Did UK’s military data rules make a leak more likely?

The leak by the UK’s Ministry of Defence of identifying information for thousands of Afghans was the latest in a string of blunders that has raised questions about the department’s handling of sensitive data.

This week’s revelation — that a database with details of 25,000 people was emailed out in 2022 — followed a series of breaches in 2021 that saw the department later forced to pay £1.6mn in compensation to more than 250 individuals. 

In those cases, an email was sent to a large number of people in the ‘To’ field without hiding the other recipients, a serious error as it would have revealed the names of those who had applied for resettlement in the UK to others on the list. 

This week’s revelation has raised questions about the department’s digital prowess — or whether its staff are simply more likely to make errors in the fast-moving and intense process of relocating people from Afghanistan. 

Former soldiers and officials also speculated that, in some cases, guardrails intended to increase data protection may inadvertently cause officials to become sloppier when handling less sensitive material. 

“The MoD, like many government departments, has not fully adjusted to the information age and often struggles to know how to properly handle data that is ‘sensitive’ but not quite at the level of ‘secret’,” said Matthew Savill, who worked for two decades as an MoD official and is now director of military sciences at the Royal United Services Institute think-tank. 

“People in the MoD are not blasé about this sort of thing but there is a real difference between how they treat ‘secret’ and ‘sensitive’.”

A number of former soldiers — who were not involved in the data leak — told the FT they believed the email in question was likely misclassified as “official”, the least rigorous of three security classifications and the only one which allows a user to access the internet.

The dataset itself bore no classification markings, according to people familiar with it.

Official classification is information “which could cause no more than moderate damage if compromised”, according to official guidelines.

Secret and Top Secret, the two other classifications, cannot be sent over the internet, and require a Sensitive Compartmented Information Facility (SCIF) to be accessed. These rooms prohibit private phones or other recording devices.
● ● ●
(Brief a):
Please say whether each statement agrees with the article on the MoD data leak. Answer yes or no and quote the deciding words: (i) the database emailed out in 2022 held details of 25,000 people; (ii) the dataset carried an "official" classification marking; (iii) Secret material may be sent over the internet.
The rows that come next are unrelated to the article on the MoD data leak.

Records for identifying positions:
● ● ●
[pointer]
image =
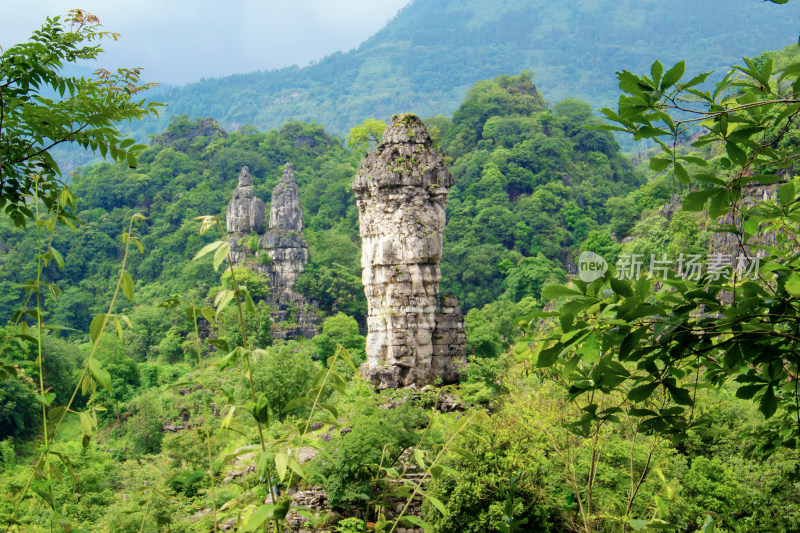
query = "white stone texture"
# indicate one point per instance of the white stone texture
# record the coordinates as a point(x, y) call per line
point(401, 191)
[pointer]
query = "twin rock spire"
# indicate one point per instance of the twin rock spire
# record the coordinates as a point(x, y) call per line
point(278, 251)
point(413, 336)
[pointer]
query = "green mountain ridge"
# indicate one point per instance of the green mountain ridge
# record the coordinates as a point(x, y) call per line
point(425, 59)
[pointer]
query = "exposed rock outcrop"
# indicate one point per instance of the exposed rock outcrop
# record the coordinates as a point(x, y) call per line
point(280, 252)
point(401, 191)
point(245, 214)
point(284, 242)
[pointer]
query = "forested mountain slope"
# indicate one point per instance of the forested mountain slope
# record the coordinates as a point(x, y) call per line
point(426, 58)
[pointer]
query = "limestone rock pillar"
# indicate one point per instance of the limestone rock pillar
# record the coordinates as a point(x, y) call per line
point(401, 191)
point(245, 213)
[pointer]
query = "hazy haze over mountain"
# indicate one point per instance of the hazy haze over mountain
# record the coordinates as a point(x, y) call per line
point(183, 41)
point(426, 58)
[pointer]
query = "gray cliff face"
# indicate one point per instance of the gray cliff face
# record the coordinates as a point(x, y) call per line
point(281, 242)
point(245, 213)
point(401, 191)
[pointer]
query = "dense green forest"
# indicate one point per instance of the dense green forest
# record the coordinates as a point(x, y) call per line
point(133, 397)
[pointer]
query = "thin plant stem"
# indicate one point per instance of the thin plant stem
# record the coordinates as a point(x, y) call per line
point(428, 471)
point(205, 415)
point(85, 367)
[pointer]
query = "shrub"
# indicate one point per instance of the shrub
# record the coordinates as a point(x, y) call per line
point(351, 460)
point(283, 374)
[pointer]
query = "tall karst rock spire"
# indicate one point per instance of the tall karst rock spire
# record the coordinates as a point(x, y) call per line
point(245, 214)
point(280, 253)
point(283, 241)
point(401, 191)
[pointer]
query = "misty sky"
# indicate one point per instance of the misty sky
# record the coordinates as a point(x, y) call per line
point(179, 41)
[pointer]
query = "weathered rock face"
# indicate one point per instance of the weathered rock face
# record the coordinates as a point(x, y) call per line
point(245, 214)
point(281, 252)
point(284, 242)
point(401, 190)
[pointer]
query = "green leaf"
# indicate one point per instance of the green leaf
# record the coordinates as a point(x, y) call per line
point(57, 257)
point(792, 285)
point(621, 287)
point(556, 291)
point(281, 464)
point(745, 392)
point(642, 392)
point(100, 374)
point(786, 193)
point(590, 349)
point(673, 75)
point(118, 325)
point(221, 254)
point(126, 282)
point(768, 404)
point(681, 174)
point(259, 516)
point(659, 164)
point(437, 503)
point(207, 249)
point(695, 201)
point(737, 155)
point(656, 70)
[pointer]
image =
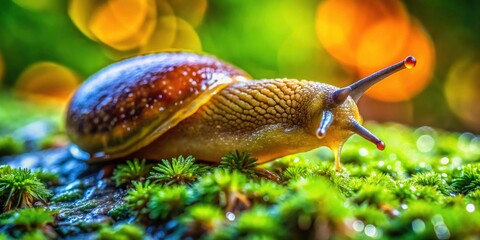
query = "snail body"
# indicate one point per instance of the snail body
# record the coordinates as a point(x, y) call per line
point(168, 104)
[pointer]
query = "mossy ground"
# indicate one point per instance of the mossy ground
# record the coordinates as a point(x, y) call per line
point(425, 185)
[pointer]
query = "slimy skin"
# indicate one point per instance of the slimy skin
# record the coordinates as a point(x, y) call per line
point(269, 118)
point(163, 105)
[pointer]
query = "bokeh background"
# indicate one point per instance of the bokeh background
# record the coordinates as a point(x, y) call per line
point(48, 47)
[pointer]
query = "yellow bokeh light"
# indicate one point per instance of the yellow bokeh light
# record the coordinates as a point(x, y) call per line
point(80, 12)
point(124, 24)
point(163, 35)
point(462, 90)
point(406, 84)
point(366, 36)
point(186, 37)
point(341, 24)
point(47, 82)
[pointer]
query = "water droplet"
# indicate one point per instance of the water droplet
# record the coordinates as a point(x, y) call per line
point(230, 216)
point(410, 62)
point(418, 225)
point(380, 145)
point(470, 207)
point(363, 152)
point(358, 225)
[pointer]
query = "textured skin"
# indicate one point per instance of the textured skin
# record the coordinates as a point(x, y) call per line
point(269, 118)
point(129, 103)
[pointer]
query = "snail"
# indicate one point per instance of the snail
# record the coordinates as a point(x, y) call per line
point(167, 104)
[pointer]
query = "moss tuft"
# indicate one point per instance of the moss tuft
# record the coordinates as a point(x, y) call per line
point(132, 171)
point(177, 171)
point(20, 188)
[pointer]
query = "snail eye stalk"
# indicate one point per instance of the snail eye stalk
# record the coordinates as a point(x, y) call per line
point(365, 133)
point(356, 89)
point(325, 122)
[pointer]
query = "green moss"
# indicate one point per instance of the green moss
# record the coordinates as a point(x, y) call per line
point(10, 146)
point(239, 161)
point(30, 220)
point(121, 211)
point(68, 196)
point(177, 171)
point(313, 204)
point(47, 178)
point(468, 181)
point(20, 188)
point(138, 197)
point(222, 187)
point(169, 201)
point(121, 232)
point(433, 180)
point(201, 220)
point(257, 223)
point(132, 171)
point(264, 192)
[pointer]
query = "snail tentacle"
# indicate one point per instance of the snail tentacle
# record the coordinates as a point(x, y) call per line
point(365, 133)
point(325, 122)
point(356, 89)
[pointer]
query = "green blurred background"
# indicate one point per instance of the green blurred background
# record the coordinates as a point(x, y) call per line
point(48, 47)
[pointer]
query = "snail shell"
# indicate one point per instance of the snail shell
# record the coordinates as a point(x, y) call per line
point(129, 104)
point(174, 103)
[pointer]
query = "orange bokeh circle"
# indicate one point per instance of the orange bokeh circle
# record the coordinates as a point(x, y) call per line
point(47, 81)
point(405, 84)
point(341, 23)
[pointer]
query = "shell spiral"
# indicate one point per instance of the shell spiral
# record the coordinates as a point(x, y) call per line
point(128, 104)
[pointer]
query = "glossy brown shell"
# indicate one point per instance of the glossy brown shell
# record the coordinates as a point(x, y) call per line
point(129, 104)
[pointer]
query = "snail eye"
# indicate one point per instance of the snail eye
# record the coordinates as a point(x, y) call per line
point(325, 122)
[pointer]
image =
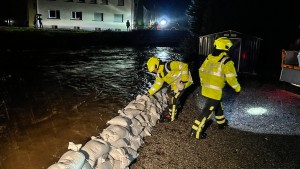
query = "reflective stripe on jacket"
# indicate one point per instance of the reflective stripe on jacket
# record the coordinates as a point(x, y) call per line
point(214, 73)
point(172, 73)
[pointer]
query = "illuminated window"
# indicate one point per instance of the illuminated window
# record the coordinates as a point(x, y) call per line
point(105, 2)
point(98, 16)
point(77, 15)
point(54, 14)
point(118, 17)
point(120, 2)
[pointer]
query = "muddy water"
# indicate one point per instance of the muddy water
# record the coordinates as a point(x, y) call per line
● ● ●
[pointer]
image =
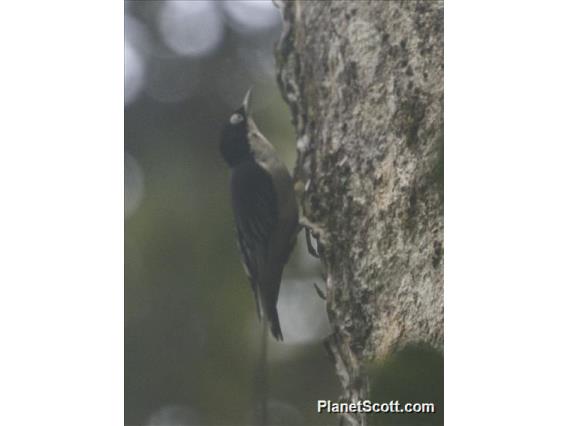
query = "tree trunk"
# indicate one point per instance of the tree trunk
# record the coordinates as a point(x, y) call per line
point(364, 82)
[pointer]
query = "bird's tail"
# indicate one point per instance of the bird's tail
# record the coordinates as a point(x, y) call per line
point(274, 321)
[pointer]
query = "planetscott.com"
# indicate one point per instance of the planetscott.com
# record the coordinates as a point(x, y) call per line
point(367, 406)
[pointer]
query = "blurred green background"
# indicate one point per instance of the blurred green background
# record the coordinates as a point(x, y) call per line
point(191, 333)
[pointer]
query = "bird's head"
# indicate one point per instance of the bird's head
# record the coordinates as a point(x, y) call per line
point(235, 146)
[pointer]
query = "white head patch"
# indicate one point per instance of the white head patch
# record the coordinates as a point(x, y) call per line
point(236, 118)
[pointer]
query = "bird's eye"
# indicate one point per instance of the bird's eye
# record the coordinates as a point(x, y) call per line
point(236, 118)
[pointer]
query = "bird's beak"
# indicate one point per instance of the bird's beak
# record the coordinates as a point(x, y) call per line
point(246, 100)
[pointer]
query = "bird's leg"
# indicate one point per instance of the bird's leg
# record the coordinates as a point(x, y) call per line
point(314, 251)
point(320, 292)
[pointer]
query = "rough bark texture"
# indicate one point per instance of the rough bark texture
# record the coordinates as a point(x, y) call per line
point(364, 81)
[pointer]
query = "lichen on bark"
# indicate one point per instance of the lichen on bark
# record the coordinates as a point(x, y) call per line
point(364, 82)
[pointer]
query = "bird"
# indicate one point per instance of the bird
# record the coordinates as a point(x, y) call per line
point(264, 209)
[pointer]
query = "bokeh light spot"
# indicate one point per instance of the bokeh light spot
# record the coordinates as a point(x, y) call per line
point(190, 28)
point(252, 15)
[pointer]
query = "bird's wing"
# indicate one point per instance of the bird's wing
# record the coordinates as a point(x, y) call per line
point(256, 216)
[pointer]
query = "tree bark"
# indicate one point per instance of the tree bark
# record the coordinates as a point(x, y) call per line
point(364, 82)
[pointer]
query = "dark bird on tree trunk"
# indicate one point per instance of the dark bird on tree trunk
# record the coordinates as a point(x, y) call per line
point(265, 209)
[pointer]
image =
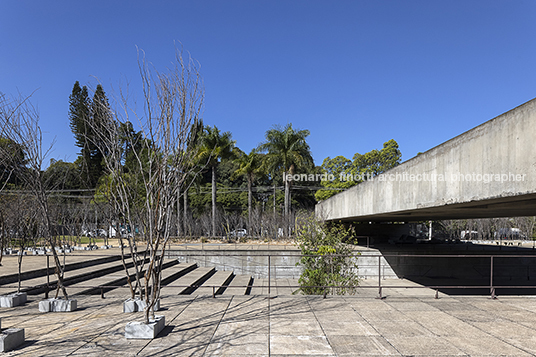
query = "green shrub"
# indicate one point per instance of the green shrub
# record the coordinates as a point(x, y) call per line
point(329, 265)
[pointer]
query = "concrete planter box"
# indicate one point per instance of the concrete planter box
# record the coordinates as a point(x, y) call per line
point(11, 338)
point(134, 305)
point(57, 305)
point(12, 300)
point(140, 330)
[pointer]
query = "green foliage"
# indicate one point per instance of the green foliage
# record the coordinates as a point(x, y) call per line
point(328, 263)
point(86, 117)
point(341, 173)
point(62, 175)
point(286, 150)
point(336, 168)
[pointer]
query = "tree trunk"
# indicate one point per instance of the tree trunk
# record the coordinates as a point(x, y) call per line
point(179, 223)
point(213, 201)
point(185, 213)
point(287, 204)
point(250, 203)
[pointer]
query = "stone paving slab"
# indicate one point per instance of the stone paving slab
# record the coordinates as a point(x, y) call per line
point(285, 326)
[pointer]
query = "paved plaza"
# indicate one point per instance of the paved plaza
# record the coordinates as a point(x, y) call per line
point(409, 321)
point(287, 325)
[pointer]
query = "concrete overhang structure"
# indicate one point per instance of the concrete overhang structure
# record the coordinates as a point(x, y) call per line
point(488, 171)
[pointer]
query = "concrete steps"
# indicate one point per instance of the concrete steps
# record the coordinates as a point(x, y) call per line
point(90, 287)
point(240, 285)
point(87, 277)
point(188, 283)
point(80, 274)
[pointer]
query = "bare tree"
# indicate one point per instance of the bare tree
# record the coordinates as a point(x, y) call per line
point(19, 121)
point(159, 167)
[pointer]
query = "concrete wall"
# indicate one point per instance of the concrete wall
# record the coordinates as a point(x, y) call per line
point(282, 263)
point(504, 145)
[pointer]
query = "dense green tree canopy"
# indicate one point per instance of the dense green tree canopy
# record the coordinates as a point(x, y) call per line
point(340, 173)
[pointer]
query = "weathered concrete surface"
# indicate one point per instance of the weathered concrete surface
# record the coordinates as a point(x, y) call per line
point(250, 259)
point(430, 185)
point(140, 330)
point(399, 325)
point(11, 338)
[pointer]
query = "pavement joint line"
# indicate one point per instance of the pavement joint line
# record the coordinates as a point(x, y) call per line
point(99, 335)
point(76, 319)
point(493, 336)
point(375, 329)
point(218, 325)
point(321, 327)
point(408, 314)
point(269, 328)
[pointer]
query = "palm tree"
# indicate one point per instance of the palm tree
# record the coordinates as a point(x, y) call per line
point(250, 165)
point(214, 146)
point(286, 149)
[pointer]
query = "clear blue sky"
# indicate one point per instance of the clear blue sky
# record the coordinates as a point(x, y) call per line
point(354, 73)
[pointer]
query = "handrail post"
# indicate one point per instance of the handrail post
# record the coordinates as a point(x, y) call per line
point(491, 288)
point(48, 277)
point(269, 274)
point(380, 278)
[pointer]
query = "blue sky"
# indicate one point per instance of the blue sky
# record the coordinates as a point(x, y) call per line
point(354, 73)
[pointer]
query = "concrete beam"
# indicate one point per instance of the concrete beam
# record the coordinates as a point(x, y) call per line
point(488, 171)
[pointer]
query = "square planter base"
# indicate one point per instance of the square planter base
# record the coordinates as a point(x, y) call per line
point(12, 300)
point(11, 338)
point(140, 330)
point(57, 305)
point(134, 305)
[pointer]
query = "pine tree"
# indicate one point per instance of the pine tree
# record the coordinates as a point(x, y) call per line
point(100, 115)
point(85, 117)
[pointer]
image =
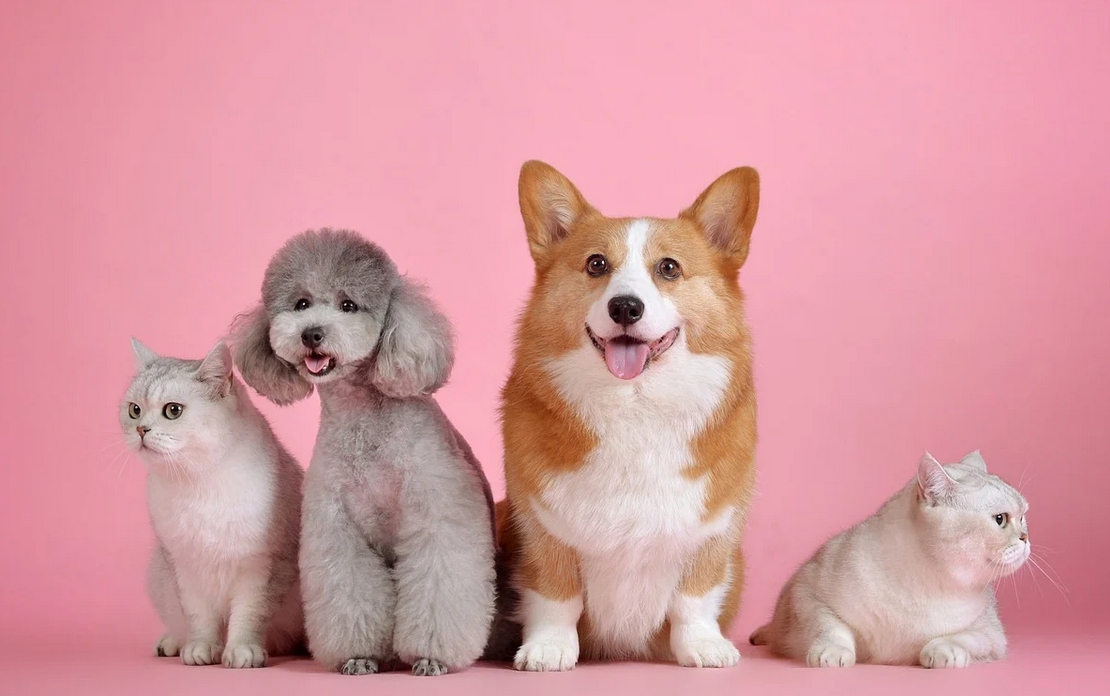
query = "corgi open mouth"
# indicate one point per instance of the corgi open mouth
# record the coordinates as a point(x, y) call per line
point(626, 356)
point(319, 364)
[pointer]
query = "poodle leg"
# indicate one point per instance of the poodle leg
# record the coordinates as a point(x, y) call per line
● ● ●
(Brief b):
Collect every row that contains the word "paved". Case counts.

(Correct response a):
(i) Yes: "a database with details of 25,000 people was emailed out in 2022"
(ii) No: "The dataset itself bore no classification markings"
(iii) No: "Secret and Top Secret, the two other classifications, cannot be sent over the internet"

(Correct response b):
query = "paved plaza"
# indicate one point per instance of the paved plaza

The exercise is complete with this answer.